● **Assigned task**: Transcribe exactly the line in which "The component shall return one point per instance of the tree" occurs, plus every line that comes after it up to the end of the entries.

● **Available data**:
*-*-*
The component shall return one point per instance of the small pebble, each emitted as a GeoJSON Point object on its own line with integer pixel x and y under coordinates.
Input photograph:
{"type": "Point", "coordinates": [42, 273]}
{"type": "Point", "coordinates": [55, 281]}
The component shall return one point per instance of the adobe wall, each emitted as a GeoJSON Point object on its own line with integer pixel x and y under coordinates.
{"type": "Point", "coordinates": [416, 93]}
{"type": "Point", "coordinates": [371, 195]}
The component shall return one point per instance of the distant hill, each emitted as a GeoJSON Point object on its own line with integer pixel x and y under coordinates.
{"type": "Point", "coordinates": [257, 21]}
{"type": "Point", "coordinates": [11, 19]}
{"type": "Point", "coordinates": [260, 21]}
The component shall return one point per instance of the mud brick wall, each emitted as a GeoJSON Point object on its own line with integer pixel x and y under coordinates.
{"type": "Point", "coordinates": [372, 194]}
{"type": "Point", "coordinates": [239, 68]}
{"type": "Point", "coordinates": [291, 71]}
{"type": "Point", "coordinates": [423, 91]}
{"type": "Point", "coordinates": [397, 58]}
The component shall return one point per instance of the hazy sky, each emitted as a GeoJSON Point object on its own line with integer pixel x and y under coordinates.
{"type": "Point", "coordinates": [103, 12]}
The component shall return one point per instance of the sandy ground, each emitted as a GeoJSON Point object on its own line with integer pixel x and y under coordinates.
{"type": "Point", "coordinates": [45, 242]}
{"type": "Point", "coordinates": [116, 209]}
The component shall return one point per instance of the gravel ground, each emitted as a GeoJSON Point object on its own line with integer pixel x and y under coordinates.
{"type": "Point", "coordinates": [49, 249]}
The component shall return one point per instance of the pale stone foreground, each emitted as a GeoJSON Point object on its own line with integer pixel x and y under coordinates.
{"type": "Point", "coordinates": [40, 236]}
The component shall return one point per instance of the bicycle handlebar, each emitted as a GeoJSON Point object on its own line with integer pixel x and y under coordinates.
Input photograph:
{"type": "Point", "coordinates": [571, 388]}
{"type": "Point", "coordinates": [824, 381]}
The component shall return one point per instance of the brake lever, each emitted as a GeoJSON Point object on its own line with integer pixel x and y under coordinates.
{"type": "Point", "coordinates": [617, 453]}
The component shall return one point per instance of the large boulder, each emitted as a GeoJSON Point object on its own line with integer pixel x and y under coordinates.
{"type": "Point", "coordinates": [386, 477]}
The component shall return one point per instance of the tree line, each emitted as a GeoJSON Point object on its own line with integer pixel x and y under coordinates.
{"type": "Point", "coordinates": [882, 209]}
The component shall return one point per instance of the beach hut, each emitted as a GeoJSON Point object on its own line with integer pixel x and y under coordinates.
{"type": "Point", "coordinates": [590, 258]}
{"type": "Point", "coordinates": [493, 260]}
*-*-*
● **Written answer**:
The component shall return one point per instance of the tree line, each emitted as a GeoJSON Point object on its own line with integer pixel x and y under coordinates.
{"type": "Point", "coordinates": [882, 209]}
The component shall return one point per instance of the beach hut, each emitted as a GeoJSON Point object on its own line with integer pixel x and y under coordinates.
{"type": "Point", "coordinates": [590, 258]}
{"type": "Point", "coordinates": [493, 260]}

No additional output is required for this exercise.